Given request -> Write the next part of the text on Officer railway station, picking up after its final sentence.
Document text start
Officer railway station is located on the Pakenham line in Victoria, Australia. It serves the south-eastern Melbourne suburb of Officer, and it opened on 4 August 1881 as Officer's Siding. It was renamed Officer on 13 February 1899.

History

Officer station opened on 4 August 1881, almost four years after the railway line was extended from Dandenong to Pakenham. Like the suburb itself, the station was named after Robert Officer, a local pastoralist. Another theory is that the station and suburb were named after the Officer family, who were originally from Deniliquin, New South Wales.

In 1955, the line between Officer and Pakenham was duplicated and, on 13 May 1956, duplication between Officer and Berwick was provided. In that year, a new station was also provided east of the original site.

In 1976, flashing light signals were provided at the Station Street/Officer South Road level crossing, located nearby in the Up direction of the station. A decade later, in 1986, boom barriers were provided.

On 8 May 1987, a collision involving a Flinders Street bound Comeng train set and V/Line locomotive N457, operating an Up Traralgon service, occurred in the Down direction of the station. 45 people were injured in the collision. Comeng carriage 388M was later scrapped due to the collision, however, part of the carriage was later used as a café in the pedestrian underpass at Werribee.
Document text end
Supplied data start
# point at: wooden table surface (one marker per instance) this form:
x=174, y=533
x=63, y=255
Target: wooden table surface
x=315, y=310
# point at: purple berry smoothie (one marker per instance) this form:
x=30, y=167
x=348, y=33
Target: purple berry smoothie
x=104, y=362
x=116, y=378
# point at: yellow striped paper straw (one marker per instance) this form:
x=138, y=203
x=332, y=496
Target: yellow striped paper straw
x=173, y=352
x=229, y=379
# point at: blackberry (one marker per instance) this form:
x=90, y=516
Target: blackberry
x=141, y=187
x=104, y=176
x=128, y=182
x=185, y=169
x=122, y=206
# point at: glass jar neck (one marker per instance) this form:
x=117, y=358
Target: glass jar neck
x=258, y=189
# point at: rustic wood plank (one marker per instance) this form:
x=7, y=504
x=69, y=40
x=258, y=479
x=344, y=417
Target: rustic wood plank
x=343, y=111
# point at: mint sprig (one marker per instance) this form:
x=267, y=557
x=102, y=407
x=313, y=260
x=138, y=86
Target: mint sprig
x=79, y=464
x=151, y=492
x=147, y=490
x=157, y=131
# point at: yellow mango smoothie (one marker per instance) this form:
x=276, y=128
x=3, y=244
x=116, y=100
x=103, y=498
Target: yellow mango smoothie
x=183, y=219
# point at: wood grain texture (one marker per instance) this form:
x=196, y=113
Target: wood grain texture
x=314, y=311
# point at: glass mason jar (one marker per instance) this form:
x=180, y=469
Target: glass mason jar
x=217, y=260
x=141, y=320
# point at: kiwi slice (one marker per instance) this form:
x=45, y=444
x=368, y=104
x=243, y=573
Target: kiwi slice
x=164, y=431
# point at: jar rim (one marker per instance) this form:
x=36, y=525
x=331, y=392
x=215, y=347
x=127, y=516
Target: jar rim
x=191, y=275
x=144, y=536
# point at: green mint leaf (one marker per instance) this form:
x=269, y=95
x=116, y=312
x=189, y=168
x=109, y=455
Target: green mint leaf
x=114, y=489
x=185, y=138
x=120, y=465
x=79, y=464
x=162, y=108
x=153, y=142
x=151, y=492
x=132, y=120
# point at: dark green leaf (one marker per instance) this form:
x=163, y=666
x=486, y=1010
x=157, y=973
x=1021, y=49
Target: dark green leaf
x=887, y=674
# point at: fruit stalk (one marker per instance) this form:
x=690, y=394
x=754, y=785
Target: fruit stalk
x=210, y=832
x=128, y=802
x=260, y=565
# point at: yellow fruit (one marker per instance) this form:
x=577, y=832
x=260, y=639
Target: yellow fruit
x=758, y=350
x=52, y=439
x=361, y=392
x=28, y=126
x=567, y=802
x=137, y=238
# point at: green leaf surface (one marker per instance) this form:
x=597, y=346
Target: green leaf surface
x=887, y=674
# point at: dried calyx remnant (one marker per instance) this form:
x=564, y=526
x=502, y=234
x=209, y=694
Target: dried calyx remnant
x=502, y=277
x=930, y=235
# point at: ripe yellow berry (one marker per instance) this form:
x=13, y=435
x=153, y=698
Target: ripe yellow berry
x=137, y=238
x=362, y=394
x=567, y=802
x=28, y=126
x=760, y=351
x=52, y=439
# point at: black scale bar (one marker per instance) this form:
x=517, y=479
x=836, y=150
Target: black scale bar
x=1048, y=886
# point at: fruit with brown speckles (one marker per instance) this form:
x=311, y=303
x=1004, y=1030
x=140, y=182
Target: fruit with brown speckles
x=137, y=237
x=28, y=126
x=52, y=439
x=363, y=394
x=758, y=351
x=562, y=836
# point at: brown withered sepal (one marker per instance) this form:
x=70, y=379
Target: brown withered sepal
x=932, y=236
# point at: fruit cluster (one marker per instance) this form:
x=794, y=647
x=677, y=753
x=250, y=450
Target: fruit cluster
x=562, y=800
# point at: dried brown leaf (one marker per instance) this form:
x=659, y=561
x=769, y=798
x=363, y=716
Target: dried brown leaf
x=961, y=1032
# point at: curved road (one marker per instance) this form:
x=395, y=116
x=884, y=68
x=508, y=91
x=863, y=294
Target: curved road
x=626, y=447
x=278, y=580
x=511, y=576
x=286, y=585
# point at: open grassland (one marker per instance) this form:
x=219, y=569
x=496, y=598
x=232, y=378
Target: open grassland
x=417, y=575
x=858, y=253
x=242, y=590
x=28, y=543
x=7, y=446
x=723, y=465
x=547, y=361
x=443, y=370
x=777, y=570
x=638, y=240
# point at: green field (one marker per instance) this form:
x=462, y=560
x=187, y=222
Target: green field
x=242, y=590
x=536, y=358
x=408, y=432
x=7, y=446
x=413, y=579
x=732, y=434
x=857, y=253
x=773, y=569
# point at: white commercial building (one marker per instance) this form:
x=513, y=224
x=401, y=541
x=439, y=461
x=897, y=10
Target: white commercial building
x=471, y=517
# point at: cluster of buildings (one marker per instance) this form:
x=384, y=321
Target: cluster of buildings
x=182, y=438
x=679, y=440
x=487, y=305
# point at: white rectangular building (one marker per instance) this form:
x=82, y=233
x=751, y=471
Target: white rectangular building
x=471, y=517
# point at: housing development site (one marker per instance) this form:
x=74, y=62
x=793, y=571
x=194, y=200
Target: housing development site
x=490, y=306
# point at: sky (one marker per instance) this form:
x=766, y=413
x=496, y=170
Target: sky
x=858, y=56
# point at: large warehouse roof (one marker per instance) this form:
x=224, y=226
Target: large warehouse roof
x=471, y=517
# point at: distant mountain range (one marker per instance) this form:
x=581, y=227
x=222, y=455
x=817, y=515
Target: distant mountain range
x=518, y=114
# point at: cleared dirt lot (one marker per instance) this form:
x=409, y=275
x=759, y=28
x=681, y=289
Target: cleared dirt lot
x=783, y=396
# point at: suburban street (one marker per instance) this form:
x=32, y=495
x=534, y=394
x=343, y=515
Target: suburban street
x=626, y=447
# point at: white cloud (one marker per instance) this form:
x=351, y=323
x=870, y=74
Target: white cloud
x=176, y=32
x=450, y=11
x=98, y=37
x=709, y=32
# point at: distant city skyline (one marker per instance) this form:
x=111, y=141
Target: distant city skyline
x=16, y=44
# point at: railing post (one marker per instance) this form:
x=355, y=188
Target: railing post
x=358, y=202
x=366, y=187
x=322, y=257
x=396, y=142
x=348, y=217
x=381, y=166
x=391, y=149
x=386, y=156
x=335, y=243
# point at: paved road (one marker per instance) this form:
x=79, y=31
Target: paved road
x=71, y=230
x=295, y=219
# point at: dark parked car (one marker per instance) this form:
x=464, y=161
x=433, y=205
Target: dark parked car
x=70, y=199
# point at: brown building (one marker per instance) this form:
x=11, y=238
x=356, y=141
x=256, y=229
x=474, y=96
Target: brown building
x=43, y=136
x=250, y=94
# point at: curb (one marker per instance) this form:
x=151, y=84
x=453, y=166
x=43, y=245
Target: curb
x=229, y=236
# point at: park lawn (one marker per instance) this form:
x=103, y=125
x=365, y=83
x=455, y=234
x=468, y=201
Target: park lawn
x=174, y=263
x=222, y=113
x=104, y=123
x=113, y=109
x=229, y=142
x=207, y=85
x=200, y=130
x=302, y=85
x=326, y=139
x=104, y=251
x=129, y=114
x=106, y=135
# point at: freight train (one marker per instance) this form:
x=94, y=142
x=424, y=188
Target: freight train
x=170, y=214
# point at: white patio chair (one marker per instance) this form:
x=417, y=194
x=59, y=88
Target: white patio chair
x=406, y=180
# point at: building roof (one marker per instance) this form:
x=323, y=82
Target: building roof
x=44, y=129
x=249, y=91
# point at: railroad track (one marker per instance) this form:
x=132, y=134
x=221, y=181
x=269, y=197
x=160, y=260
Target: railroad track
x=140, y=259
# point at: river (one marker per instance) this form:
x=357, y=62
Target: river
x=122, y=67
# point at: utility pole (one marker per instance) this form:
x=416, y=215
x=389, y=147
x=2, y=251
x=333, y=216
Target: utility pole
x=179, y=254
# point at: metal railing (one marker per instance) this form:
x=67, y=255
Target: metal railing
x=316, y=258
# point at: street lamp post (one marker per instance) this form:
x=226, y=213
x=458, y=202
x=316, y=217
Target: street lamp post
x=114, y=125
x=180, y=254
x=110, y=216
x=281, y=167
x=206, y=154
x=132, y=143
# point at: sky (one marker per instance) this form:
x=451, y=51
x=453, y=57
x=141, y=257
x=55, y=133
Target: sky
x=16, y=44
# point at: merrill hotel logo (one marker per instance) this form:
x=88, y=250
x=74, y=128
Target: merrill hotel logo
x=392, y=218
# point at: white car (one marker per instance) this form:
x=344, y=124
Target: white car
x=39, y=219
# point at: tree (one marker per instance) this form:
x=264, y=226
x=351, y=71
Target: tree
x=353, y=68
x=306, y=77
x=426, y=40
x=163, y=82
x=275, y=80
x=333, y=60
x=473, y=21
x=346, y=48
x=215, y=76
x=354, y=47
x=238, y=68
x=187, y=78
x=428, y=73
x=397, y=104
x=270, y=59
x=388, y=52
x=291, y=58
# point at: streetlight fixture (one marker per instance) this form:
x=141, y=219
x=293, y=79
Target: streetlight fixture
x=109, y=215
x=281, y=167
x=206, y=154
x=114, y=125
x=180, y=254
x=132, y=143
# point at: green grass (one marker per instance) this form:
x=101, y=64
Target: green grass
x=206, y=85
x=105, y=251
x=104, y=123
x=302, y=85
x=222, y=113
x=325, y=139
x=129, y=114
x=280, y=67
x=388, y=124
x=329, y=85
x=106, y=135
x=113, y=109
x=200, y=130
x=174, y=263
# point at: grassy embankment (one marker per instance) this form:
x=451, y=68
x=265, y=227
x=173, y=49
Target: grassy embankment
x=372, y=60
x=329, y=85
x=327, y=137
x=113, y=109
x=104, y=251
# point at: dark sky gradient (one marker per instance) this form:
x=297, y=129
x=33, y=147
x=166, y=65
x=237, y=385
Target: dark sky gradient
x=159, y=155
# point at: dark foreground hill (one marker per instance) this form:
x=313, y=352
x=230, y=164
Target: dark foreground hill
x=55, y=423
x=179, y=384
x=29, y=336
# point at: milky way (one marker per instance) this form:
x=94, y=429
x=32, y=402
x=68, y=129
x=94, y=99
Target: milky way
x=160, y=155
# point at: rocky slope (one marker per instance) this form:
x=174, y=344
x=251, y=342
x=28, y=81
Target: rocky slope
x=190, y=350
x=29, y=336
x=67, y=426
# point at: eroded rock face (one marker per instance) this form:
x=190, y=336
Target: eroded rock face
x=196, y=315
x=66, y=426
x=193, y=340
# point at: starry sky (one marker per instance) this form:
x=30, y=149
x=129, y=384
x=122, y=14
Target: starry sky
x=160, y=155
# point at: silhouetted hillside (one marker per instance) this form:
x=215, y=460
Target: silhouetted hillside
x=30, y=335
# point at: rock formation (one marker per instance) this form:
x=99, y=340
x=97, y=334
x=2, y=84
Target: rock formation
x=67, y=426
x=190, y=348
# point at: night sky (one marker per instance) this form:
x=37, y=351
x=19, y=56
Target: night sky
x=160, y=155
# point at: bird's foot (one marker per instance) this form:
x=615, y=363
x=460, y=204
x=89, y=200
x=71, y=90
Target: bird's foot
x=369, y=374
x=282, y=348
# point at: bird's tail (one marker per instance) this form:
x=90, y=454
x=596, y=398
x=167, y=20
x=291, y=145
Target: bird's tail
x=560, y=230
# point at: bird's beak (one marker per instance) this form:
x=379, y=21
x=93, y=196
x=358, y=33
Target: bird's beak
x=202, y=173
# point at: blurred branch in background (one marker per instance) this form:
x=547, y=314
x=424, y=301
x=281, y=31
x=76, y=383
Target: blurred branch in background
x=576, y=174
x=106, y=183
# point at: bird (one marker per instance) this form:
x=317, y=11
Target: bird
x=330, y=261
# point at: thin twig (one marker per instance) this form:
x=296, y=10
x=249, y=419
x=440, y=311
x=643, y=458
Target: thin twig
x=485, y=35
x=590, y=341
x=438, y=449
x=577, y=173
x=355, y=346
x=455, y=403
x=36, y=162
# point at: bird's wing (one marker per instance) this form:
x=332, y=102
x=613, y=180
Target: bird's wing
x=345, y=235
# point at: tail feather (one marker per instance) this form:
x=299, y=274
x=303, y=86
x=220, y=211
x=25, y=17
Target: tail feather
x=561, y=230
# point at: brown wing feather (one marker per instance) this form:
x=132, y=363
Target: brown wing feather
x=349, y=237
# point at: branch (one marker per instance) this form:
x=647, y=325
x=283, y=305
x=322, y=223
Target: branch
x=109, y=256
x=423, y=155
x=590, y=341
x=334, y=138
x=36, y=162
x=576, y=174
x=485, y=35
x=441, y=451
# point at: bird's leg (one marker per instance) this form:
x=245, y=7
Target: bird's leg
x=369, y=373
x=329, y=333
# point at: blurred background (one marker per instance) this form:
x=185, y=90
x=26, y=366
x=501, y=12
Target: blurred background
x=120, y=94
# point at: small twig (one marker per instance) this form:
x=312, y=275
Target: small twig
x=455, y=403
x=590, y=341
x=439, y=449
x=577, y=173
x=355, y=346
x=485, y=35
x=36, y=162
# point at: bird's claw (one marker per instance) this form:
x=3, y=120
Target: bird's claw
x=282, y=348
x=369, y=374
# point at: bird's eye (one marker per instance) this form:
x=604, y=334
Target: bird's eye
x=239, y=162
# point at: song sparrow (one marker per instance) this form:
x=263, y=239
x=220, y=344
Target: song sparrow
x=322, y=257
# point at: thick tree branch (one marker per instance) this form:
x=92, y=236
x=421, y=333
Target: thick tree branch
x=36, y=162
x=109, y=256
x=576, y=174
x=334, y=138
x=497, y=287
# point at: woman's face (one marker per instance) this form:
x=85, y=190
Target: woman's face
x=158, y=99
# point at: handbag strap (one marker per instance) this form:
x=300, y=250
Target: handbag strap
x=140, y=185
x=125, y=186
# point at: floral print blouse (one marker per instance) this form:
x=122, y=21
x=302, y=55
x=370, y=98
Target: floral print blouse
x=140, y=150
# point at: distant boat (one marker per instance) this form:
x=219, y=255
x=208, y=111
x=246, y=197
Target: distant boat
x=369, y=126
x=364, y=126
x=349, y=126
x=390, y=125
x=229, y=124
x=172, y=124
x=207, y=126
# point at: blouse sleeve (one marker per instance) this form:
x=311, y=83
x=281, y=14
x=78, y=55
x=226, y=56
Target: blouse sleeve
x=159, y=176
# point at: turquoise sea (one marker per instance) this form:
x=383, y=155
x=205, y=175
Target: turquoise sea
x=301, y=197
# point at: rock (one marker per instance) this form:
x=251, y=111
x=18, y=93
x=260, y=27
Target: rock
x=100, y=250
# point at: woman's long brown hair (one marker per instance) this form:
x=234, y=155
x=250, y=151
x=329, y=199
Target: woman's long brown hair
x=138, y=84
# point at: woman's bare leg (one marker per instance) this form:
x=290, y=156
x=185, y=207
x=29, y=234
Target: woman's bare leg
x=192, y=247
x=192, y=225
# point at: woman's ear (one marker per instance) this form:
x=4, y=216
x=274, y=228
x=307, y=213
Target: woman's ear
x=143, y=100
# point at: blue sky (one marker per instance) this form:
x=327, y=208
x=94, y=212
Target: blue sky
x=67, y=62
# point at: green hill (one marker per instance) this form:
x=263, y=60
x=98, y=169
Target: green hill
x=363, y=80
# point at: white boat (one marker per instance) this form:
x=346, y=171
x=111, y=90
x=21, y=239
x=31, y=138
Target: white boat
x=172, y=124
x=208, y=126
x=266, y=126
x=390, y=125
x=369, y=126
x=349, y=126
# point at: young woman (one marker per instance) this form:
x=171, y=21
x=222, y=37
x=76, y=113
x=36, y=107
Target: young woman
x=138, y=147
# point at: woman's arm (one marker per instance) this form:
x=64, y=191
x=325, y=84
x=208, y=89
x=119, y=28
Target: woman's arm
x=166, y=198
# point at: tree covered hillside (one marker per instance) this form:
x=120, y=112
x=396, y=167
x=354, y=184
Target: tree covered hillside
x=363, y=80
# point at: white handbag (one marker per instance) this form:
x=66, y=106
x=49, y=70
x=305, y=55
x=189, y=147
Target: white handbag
Supplied data end
Result for this exercise ->
In 1988, the former goods siding was taken out of service. The main line points leading into the siding were spiked, and were removed at a later date.

Sometime during or after 1995, the present station shelters were provided, replacing timber station buildings.

During the 2011/2012 Financial Year, it was the second least used station on Melbourne's metropolitan system, with 55,000 passenger movements.

On 29 July 2021, the Level Crossing Removal Project announced that the Station Street/Officer South Road level crossing will be closed to vehicle traffic by 2025, and will be replaced with a pedestrian crossing.

Platforms and services

Officer has two side platforms. It is serviced by Metro Trains' Pakenham line services.

Platform 1:
  all stations and limited express services to Flinders Street

Platform 2:
  all stations services to Pakenham

By late 2025, it is planned that trains on the Pakenham line will be through-routed with those on the Sunbury line, via the new Metro Tunnel.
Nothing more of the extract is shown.